PROBLEM STATEMENT - Rewrite all the entries below as a Markdown table with the columns No. and Line. Give each non-blank line its own row, numbered in order.

DATA EXCERPTS -

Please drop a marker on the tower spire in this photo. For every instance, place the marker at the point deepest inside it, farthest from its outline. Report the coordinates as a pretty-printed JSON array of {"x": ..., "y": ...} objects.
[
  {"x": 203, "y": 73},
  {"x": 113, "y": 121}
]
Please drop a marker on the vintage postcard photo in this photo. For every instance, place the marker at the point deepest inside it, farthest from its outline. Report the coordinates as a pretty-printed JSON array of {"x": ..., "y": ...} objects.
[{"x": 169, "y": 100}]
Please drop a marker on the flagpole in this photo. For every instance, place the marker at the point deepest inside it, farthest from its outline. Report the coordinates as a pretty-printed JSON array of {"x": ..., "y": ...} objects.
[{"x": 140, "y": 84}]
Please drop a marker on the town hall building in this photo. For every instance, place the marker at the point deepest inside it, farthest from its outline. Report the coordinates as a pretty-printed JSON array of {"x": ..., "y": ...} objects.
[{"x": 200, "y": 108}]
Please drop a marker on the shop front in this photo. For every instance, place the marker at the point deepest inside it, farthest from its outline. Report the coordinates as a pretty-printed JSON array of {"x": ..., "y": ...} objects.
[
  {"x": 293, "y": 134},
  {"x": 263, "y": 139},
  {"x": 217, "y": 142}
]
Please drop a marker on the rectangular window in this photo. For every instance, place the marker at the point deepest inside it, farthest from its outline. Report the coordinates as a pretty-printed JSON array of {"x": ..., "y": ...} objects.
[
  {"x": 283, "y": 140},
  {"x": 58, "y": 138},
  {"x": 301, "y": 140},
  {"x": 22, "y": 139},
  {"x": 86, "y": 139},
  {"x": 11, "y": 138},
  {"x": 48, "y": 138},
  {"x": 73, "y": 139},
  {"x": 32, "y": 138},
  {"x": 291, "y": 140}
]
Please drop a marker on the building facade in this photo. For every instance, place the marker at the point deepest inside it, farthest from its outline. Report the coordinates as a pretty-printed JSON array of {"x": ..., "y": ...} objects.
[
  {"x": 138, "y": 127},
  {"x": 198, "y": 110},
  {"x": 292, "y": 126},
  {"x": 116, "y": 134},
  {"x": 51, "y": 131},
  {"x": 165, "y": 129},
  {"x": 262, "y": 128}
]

WRITTEN ANSWER -
| No. | Line |
|---|---|
| 1 | Please drop a marker on the tower spire in this photo. For every instance, place the marker at the point deepest inside it, farthest from its outline. Report the coordinates as a pretty-printed JSON array of {"x": ..., "y": ...} objects. |
| 2 | [ |
| 3 |   {"x": 203, "y": 73}, |
| 4 |   {"x": 113, "y": 121} |
| 5 | ] |
| 6 | Please drop a marker on the vintage postcard photo in this photo. For every instance, place the marker at the point deepest inside it, farthest from its outline. Report the coordinates as a pretty-printed JSON array of {"x": ..., "y": ...} objects. |
| 7 | [{"x": 169, "y": 100}] |
| 8 | Please drop a marker on the flagpole in this photo. For every instance, place the marker at the point deepest inside it, farthest from its outline. Report the coordinates as a pretty-printed JSON array of {"x": ..., "y": ...} objects. |
| 9 | [{"x": 140, "y": 84}] |
| 10 | Please drop a marker on the town hall building in this photo. For every instance, place the marker at the point deepest inside it, farthest from its outline. Report the coordinates as a pretty-printed JSON array of {"x": ..., "y": ...} objects. |
| 11 | [{"x": 200, "y": 108}] |
| 12 | Please drop a marker on the shop front in this photo. For every instance, place the marker at the point deepest inside it, farthest from its outline. Report the coordinates as a pretty-printed JSON array of {"x": ..., "y": ...} objects. |
| 13 | [ |
| 14 |   {"x": 293, "y": 134}, |
| 15 |   {"x": 263, "y": 139}, |
| 16 |   {"x": 217, "y": 142} |
| 17 | ] |
| 18 | Please drop a marker on the rectangular window in this photo. For every instance, place the marker at the point deepest inside it, farthest from its outline. Report the coordinates as a pretty-printed JSON array of {"x": ..., "y": ...} objects. |
| 19 | [ |
| 20 |   {"x": 283, "y": 140}, |
| 21 |   {"x": 58, "y": 138}, |
| 22 |   {"x": 301, "y": 140}, |
| 23 |   {"x": 22, "y": 139}, |
| 24 |   {"x": 86, "y": 139}, |
| 25 |   {"x": 11, "y": 138}, |
| 26 |   {"x": 48, "y": 138}, |
| 27 |   {"x": 73, "y": 139}, |
| 28 |   {"x": 32, "y": 138}, |
| 29 |   {"x": 291, "y": 140} |
| 30 | ] |
| 31 | Please drop a marker on the building facade in this photo. For every instance, place the marker at the point deepest inside it, farthest from its outline. Report the coordinates as a pretty-printed JSON array of {"x": ..., "y": ...} objects. |
| 32 | [ |
| 33 |   {"x": 138, "y": 127}, |
| 34 |   {"x": 198, "y": 110}, |
| 35 |   {"x": 292, "y": 126}, |
| 36 |   {"x": 116, "y": 134}, |
| 37 |   {"x": 51, "y": 131}, |
| 38 |   {"x": 165, "y": 129}, |
| 39 |   {"x": 262, "y": 128} |
| 40 | ] |